------ TASK INPUTS ------
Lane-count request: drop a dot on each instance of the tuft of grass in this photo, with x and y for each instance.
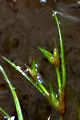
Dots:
(58, 101)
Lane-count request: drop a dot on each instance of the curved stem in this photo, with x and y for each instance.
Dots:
(62, 52)
(59, 79)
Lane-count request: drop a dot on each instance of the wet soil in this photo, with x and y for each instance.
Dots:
(25, 25)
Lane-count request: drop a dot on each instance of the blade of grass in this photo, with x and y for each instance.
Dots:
(17, 104)
(4, 113)
(62, 51)
(26, 76)
(47, 54)
(43, 89)
(59, 80)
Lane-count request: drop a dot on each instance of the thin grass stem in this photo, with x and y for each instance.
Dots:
(59, 79)
(62, 52)
(3, 112)
(17, 104)
(23, 73)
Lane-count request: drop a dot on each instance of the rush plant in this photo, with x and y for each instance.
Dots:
(33, 77)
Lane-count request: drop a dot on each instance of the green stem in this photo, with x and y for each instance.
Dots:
(17, 104)
(3, 112)
(62, 52)
(59, 79)
(60, 117)
(43, 89)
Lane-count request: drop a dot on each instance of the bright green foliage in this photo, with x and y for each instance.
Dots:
(39, 86)
(47, 54)
(17, 104)
(4, 113)
(62, 52)
(53, 96)
(54, 99)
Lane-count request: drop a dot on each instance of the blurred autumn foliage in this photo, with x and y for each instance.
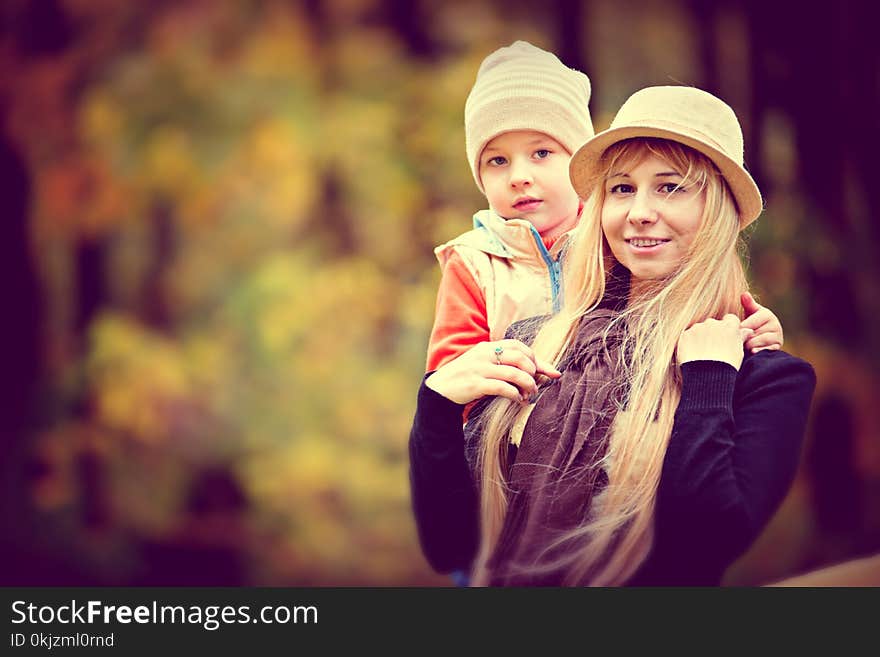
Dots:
(219, 243)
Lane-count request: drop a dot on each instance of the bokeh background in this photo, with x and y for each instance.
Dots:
(219, 281)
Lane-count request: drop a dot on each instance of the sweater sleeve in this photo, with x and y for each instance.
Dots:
(443, 492)
(460, 319)
(732, 456)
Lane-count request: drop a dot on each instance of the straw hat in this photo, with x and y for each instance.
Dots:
(686, 115)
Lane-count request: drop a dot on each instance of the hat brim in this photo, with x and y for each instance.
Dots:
(583, 168)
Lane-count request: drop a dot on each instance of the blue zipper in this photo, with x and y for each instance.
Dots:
(554, 268)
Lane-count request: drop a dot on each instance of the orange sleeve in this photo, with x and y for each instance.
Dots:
(460, 316)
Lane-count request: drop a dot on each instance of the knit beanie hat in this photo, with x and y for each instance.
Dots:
(521, 87)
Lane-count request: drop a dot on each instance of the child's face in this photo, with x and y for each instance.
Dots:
(525, 175)
(648, 220)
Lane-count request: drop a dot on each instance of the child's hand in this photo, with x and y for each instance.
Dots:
(713, 339)
(766, 327)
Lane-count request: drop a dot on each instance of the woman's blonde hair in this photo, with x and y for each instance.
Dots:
(616, 536)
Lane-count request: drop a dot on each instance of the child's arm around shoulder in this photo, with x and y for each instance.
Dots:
(460, 319)
(764, 324)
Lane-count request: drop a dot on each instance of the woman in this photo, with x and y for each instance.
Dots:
(652, 450)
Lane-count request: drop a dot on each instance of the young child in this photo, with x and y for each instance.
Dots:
(524, 117)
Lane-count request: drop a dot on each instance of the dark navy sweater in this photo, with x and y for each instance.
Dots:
(731, 459)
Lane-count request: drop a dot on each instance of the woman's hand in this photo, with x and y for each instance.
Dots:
(714, 339)
(507, 368)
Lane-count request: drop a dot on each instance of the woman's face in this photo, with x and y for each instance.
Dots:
(648, 219)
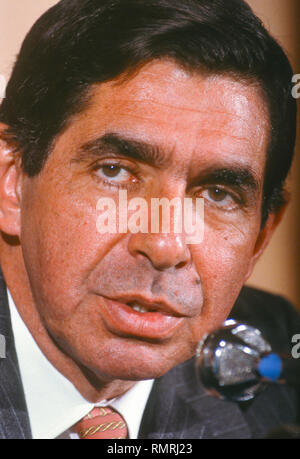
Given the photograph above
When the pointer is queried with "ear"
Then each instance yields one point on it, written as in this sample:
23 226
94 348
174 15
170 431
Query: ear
265 235
10 187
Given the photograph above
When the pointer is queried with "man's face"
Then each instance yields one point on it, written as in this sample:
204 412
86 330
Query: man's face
162 133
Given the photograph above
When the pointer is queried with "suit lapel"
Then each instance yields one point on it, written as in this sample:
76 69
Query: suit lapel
180 408
14 421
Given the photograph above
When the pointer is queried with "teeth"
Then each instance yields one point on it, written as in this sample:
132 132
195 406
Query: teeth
138 308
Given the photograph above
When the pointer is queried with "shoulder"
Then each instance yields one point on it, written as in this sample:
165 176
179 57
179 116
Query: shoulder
273 315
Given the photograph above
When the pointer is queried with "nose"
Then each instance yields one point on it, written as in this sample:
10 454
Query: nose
163 250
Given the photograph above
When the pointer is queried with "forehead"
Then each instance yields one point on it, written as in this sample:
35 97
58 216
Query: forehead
179 111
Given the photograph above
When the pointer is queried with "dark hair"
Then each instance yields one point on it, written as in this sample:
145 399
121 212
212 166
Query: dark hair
79 42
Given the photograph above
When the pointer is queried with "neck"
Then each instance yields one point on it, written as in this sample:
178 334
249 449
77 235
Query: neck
89 385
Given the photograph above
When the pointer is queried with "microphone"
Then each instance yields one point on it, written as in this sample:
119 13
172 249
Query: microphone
236 363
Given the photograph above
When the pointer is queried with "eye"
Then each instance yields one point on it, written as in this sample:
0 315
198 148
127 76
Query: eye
115 174
221 198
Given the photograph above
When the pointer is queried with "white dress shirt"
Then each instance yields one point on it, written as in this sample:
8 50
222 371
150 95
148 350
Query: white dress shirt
54 404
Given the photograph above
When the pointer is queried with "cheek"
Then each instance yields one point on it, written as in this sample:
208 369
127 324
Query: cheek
61 247
222 261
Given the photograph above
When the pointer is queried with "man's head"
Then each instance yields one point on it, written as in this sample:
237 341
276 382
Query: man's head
163 99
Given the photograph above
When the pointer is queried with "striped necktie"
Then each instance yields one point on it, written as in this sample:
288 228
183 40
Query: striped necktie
102 423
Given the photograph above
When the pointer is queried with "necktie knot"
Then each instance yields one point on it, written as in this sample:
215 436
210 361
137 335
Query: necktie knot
102 423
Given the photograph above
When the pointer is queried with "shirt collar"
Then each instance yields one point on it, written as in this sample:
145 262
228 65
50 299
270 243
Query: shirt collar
53 403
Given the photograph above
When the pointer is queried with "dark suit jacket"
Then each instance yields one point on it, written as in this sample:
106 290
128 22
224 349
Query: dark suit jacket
178 407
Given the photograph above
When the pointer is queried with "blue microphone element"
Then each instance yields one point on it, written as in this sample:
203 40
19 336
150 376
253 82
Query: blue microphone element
236 363
270 367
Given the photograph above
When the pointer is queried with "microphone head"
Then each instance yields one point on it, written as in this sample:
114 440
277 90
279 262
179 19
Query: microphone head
227 361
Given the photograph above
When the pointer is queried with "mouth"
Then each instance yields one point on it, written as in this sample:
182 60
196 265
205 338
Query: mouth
141 318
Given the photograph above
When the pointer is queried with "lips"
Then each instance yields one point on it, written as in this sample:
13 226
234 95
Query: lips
138 317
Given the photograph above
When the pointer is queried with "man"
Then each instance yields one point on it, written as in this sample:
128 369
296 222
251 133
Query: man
161 99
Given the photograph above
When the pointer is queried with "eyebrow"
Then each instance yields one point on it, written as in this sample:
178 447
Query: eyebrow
129 148
234 175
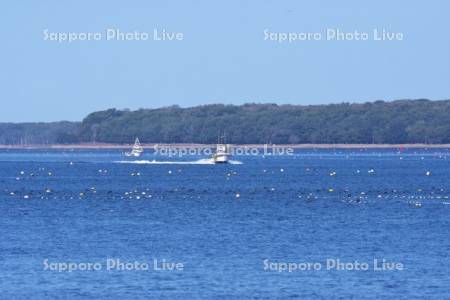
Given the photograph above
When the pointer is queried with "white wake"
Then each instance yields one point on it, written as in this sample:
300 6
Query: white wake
204 161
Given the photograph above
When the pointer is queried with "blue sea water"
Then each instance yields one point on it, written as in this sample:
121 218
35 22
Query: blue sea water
231 226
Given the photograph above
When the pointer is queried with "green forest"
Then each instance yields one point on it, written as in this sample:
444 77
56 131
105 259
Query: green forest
396 122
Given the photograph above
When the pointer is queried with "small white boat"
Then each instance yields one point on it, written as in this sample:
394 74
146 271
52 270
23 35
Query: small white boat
137 149
222 153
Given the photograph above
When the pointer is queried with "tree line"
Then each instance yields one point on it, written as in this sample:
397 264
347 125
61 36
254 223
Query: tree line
396 122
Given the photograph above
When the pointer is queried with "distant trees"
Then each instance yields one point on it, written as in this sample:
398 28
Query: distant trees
403 121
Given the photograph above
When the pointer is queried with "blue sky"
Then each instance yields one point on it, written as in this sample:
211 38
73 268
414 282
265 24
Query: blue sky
223 57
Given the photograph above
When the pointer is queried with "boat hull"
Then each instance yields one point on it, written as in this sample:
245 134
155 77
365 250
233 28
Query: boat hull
220 159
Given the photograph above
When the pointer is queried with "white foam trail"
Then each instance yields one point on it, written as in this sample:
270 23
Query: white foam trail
205 161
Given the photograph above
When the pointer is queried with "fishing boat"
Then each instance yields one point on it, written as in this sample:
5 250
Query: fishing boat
222 152
137 149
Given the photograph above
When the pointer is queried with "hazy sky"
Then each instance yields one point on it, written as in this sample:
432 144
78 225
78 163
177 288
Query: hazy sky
223 56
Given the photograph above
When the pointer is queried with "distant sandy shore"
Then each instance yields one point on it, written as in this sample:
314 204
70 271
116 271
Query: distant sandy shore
295 146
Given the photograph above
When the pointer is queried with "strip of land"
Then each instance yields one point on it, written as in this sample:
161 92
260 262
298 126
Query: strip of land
293 146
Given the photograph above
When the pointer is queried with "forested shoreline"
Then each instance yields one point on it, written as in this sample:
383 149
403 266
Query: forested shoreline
396 122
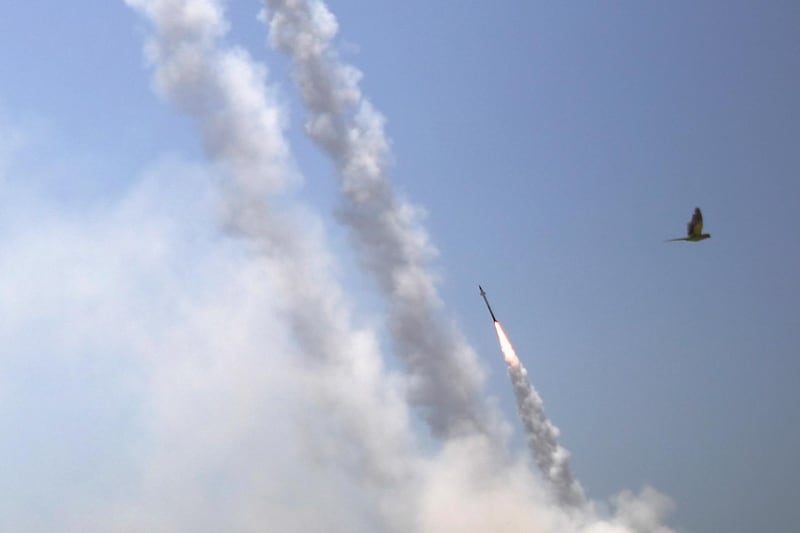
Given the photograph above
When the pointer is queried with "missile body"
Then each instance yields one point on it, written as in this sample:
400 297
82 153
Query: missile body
489 307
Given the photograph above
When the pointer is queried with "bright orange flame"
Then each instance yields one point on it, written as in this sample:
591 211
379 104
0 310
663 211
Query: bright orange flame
505 346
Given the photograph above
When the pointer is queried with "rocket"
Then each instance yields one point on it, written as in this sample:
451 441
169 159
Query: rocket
489 307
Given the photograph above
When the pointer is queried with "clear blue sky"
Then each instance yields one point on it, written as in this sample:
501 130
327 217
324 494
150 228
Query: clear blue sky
554 147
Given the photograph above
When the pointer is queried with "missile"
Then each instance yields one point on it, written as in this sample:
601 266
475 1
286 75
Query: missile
489 307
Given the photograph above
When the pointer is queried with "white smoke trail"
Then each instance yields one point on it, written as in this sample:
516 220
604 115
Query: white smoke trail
391 243
550 456
224 91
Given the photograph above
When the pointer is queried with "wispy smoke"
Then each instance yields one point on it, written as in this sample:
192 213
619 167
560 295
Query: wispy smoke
550 456
390 241
224 91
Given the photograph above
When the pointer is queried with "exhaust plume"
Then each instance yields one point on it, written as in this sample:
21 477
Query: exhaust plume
390 241
551 457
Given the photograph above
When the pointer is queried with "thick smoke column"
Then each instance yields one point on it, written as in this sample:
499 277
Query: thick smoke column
391 243
553 460
224 91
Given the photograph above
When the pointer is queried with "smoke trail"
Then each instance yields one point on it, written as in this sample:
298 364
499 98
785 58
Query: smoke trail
224 91
391 243
552 459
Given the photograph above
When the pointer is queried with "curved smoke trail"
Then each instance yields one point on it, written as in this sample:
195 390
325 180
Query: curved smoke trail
392 245
550 456
224 91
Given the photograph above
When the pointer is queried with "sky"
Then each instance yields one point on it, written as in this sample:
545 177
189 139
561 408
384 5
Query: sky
204 325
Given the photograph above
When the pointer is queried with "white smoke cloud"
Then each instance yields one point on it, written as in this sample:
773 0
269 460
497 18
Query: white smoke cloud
446 380
160 376
550 456
224 90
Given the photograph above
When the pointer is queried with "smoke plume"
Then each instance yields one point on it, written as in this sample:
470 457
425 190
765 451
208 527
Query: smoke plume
550 456
391 243
224 91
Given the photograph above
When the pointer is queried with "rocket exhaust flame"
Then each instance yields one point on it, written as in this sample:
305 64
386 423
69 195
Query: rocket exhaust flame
551 458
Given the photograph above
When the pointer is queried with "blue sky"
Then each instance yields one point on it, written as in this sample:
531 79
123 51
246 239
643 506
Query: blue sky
553 147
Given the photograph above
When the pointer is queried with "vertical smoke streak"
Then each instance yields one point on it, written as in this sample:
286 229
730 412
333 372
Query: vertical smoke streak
392 245
550 456
223 90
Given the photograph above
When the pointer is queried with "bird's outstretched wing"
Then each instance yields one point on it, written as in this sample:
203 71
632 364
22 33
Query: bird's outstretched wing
695 227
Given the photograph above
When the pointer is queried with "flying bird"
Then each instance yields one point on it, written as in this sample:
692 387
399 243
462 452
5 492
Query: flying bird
694 229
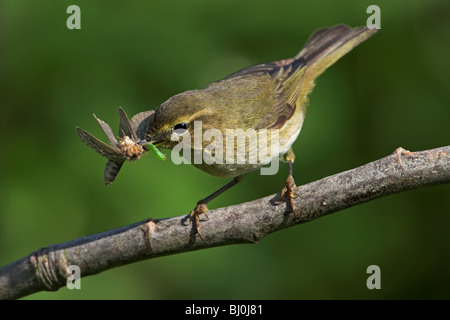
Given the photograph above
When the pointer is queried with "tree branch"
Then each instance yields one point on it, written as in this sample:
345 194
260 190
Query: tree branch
46 268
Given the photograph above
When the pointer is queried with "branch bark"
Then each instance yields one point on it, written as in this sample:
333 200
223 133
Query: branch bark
47 268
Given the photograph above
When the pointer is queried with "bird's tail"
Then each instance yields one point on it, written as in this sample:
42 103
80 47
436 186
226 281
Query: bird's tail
328 45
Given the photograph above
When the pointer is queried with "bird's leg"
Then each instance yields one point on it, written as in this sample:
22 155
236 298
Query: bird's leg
202 207
288 190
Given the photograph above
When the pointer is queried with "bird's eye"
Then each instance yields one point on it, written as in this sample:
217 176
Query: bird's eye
180 127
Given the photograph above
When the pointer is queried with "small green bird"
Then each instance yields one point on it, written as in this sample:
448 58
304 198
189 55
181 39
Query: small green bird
263 104
267 96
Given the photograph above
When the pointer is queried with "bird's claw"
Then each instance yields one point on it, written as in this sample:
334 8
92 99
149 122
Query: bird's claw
194 217
288 191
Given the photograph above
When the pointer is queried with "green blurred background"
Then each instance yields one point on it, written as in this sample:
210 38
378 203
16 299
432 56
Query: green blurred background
391 91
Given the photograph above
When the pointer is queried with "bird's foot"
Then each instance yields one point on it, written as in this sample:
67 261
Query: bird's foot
199 209
288 191
402 152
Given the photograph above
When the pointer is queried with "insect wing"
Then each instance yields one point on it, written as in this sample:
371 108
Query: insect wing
125 125
100 147
107 130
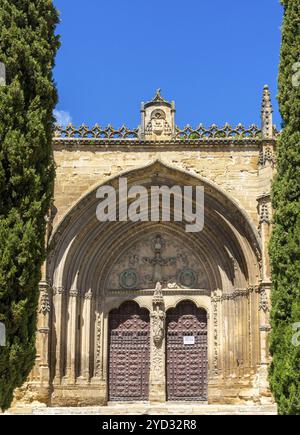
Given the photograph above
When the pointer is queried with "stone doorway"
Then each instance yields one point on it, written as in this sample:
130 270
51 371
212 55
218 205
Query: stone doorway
129 353
186 351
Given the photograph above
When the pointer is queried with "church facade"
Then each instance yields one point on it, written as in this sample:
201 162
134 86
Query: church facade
145 311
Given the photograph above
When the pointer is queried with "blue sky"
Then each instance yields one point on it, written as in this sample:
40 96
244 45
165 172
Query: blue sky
212 57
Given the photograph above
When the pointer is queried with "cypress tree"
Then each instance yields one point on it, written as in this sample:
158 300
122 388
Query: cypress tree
285 243
27 47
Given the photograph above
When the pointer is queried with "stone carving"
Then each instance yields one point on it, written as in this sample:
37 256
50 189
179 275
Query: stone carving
45 306
58 290
98 366
158 315
96 132
187 278
215 132
264 214
74 293
189 133
2 74
88 295
157 259
266 155
129 279
267 114
264 302
158 124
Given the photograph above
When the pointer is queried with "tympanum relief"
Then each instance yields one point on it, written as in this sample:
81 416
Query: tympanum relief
157 258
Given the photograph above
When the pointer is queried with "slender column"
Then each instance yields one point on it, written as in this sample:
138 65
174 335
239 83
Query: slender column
86 337
72 336
58 293
43 330
265 210
157 388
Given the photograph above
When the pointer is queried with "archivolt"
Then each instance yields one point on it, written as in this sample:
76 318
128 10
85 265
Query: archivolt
82 249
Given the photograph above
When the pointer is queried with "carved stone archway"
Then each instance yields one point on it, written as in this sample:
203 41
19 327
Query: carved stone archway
94 267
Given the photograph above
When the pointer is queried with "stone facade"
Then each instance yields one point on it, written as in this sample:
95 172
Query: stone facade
92 267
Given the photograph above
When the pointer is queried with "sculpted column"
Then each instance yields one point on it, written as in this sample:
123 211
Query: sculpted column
265 210
157 390
72 336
------
EXERCISE DIRECTIONS = For each line above that contains the word "stem", give the line as it is written.

ANSWER BOX =
Lane-count request: drop a dot on each instance of the curved stem in this photo, with x and y for each instance.
Lane-count request: drop a dot on each instance of the thin grass stem in this photo, with x and y for each instance.
Lane-count request: drop a dot on each instance of the green stem in this photo, with x and y for each instance.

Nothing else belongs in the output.